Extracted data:
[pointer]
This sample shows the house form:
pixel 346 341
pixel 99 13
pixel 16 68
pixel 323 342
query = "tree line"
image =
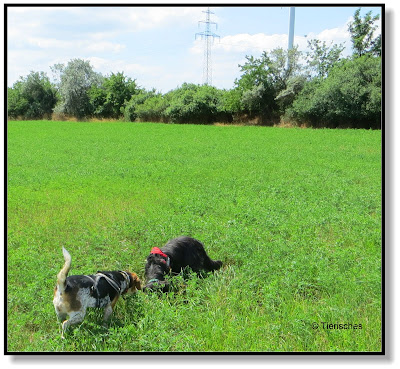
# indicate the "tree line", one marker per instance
pixel 317 88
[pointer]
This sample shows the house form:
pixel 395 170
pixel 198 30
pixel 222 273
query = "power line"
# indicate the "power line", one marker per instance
pixel 208 37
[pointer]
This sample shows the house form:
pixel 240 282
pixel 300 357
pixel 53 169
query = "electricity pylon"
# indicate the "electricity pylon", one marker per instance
pixel 208 37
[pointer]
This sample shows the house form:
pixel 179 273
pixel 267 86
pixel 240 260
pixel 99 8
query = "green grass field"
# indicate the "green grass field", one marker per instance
pixel 294 214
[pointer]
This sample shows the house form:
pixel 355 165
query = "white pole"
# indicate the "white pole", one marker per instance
pixel 291 27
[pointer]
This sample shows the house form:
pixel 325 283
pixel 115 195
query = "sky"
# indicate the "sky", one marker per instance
pixel 157 45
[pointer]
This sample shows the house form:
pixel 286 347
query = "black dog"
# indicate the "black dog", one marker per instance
pixel 177 254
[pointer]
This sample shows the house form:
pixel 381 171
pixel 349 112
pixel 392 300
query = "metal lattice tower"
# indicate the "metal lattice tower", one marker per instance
pixel 208 38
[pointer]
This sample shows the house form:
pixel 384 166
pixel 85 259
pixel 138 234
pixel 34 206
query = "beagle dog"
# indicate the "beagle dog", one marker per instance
pixel 74 294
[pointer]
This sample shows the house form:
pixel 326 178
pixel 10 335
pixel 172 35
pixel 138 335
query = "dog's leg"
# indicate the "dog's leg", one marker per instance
pixel 74 318
pixel 107 314
pixel 108 311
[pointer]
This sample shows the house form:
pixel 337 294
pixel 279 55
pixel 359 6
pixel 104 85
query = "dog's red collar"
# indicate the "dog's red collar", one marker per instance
pixel 157 250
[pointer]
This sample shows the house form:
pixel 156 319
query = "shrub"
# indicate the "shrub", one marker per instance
pixel 349 97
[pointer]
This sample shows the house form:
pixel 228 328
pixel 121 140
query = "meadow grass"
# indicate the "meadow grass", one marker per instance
pixel 294 214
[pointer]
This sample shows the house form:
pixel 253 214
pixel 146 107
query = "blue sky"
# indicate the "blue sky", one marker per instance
pixel 156 45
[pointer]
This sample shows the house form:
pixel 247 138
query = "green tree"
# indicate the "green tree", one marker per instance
pixel 322 57
pixel 350 96
pixel 76 79
pixel 32 97
pixel 194 104
pixel 263 79
pixel 362 34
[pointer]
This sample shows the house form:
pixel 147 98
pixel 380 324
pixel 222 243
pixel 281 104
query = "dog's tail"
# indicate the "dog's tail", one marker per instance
pixel 213 264
pixel 62 276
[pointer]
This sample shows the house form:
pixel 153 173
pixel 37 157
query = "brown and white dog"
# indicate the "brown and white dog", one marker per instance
pixel 74 294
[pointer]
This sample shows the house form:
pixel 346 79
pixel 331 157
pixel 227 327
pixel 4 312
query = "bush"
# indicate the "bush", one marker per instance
pixel 349 97
pixel 195 104
pixel 32 97
pixel 152 109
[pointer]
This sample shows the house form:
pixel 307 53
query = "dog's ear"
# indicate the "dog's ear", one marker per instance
pixel 135 282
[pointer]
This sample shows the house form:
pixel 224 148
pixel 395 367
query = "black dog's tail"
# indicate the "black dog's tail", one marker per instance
pixel 62 276
pixel 212 265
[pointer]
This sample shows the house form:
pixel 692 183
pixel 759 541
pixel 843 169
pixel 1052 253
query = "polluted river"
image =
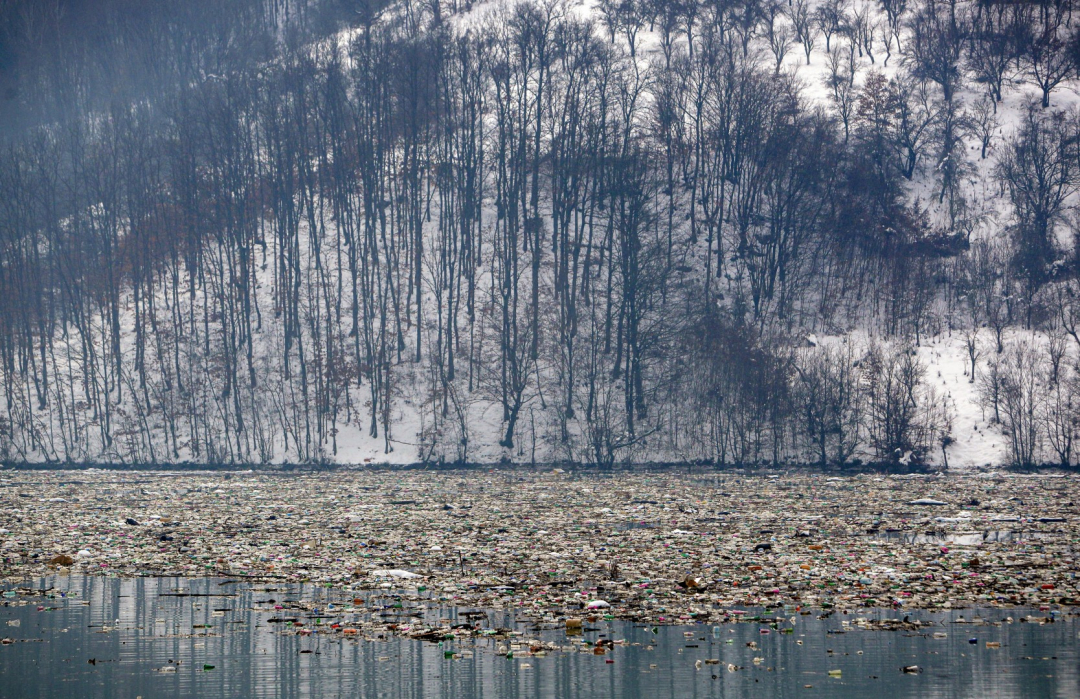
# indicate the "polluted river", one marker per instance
pixel 539 583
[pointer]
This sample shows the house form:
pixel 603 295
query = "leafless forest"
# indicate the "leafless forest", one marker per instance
pixel 245 231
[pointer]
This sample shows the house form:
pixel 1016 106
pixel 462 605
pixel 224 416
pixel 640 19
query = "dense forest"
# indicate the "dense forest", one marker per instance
pixel 719 231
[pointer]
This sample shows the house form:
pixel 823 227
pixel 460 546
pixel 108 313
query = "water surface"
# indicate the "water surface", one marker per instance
pixel 111 637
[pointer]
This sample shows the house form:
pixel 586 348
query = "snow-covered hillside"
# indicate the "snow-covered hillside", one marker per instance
pixel 764 232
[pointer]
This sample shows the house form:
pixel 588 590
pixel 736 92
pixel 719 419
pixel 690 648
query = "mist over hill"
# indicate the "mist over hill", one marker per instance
pixel 747 232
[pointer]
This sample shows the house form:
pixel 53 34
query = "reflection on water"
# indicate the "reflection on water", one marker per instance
pixel 108 637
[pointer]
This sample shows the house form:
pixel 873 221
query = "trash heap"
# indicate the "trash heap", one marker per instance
pixel 669 547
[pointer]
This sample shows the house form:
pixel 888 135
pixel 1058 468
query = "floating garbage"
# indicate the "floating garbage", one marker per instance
pixel 653 548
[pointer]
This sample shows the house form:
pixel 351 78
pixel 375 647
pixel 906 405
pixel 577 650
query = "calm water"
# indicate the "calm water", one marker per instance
pixel 251 656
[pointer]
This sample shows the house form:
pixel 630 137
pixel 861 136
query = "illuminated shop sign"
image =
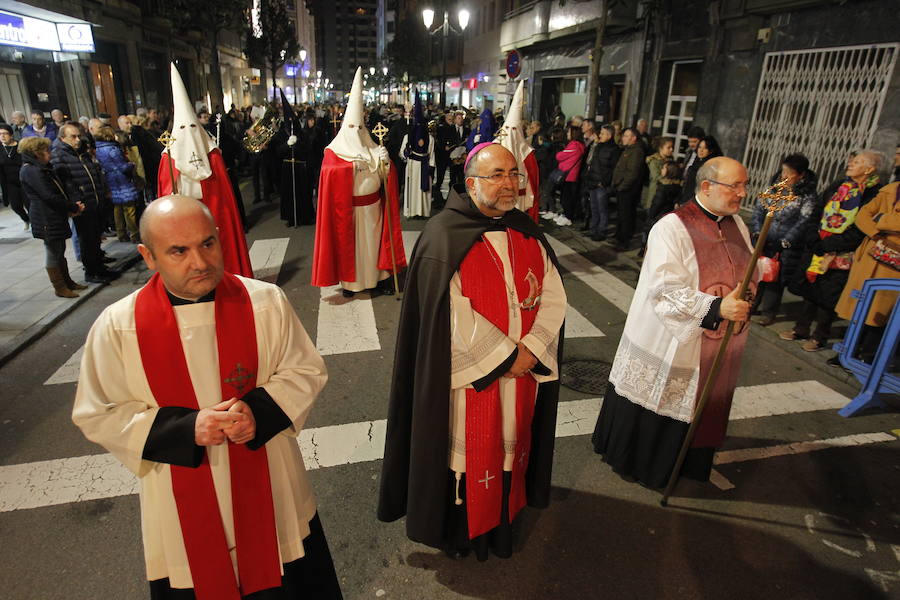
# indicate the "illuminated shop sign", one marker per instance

### TASK DETAILS
Reproduce all of the data above verbatim, leaving out the pictures.

### RESULT
[pointer]
This sample shows the house form:
pixel 346 341
pixel 99 13
pixel 16 68
pixel 323 342
query = "tree line"
image =
# indicate the "tree line", one marker per instance
pixel 317 88
[pointer]
This sample shows the house form:
pixel 395 170
pixel 198 30
pixel 222 273
query = "power line"
# indicate the "power line", one marker per instance
pixel 208 37
[pointer]
This sample shows the house form:
pixel 240 282
pixel 300 357
pixel 53 169
query = "electricity pylon"
# indicate the "electricity pylon", one marker per instance
pixel 208 37
[pointer]
This sample shows the house form:
pixel 179 273
pixel 267 86
pixel 240 260
pixel 99 8
query = "green grass field"
# indicate the "green grass field", one marker per instance
pixel 294 214
[pointer]
This sample shows the house form:
pixel 355 165
query = "white pole"
# indicate the "white pole", one marker per instance
pixel 291 27
[pointer]
This sample shows the house form:
pixel 325 283
pixel 115 195
query = "sky"
# indicate the "sky", one marker per instance
pixel 157 45
[pointer]
This sample shows the house form:
pixel 286 347
query = "black dog"
# indicate the "black dog", one marker per instance
pixel 177 254
[pointer]
This sample shows the house form:
pixel 381 171
pixel 349 112
pixel 392 300
query = "metal lattice tower"
# indicate the "metal lattice tower", one marker per instance
pixel 208 38
[pointer]
This sample shows the house form:
pixel 384 166
pixel 85 259
pixel 138 234
pixel 34 206
query = "beagle dog"
# indicate the "beagle dog", one marker per instance
pixel 74 294
[pointer]
This sample shows the house form:
pixel 326 178
pixel 10 335
pixel 172 35
pixel 138 335
query = "dog's leg"
# indicate the "dog's leg", one marker per instance
pixel 74 318
pixel 107 314
pixel 108 311
[pointer]
This sample shows the house form:
pixel 337 294
pixel 279 55
pixel 359 6
pixel 104 85
query = "dog's red collar"
# indicate the "dog's red collar", one marker per instance
pixel 157 250
[pointer]
This sample shows the house form:
pixel 156 319
query = "shrub"
# indicate the "shrub", one marker per instance
pixel 349 97
[pointer]
This sample shows the house form:
pixel 228 328
pixel 121 140
query = "meadow grass"
# indicate the "meadow grass", one marker per instance
pixel 294 214
[pointer]
This sample shows the house form:
pixel 253 214
pixel 146 107
query = "blue sky"
# indicate the "blue sky", one marker per instance
pixel 156 45
[pointer]
This sample shows the house form:
pixel 247 138
query = "green tree"
# indicate the "green tree", one marker per instance
pixel 322 57
pixel 350 96
pixel 76 79
pixel 32 97
pixel 194 104
pixel 263 79
pixel 362 34
[pointer]
This sample shows the house form:
pixel 147 98
pixel 380 324
pixel 222 243
pixel 281 104
query = "dog's tail"
# indicate the "dog's tail", one marker per instance
pixel 213 264
pixel 62 276
[pointer]
This sample shows the house form:
pixel 153 173
pixel 37 157
query = "brown and white dog"
# indicate the "brown and white dog", one marker per instance
pixel 74 294
[pointer]
This sample shows the house form:
pixel 346 79
pixel 331 157
pixel 227 327
pixel 4 312
query = "bush"
# indicate the "bush", one marker per instance
pixel 349 97
pixel 195 104
pixel 32 97
pixel 152 109
[pointer]
This sample shows the house form:
pixel 307 53
query = "dog's ear"
# indicate the "dog's ear", one marker per instance
pixel 135 282
[pointer]
This sample shows the house form:
pixel 224 148
pixel 395 367
query = "black dog's tail"
# indicate the "black dog's tail", one marker per instance
pixel 62 276
pixel 212 265
[pointer]
This sample shows the house form:
pixel 692 183
pixel 759 541
pixel 843 169
pixel 1052 253
query = "polluted river"
image =
# indicate the "polluted river", one marker per instance
pixel 539 583
[pointer]
This sample shows the house form:
pixel 603 295
query = "leafless forest"
# indicate the "leafless forest", one marker per instance
pixel 245 231
[pointer]
This sample shows the house form:
pixel 1016 106
pixel 462 605
pixel 224 416
pixel 640 19
query = "dense forest"
# indicate the "dense forest", one marker per instance
pixel 719 231
[pointer]
This sample shows the house form:
pixel 823 227
pixel 460 546
pixel 108 313
query = "water surface"
# indicate the "water surface", one marker per instance
pixel 111 637
[pointer]
This sample shows the house form:
pixel 586 348
query = "snow-covered hillside"
# indicate the "snow-covered hillside", one marker per instance
pixel 764 232
[pointer]
This sample shows the house form:
pixel 588 590
pixel 736 92
pixel 719 419
pixel 690 648
query = "mist over hill"
# indicate the "mist over hill", one marker per instance
pixel 747 232
[pointer]
This sample shows the house form:
pixel 53 34
query = "reflection on water"
# indicate the "reflection on water", one marker per instance
pixel 108 637
[pointer]
This sample shows the house form:
pixel 873 221
query = "trash heap"
# indicate the "trash heap", one marker per instance
pixel 669 547
[pointer]
This sample shows the house form:
pixel 888 135
pixel 1058 468
query = "floating garbage"
# indicate the "floating garbage", one marker per instance
pixel 653 548
[pointer]
This sample shows the house form:
pixel 351 78
pixel 375 647
pixel 906 405
pixel 577 650
query = "calm water"
# indicate the "calm water", one marker per instance
pixel 251 656
[pointer]
This sample shows the house form:
pixel 630 137
pixel 861 136
query = "illuminated shop sign"
image =
# indicate the "illuminated shop sign", one marker per instance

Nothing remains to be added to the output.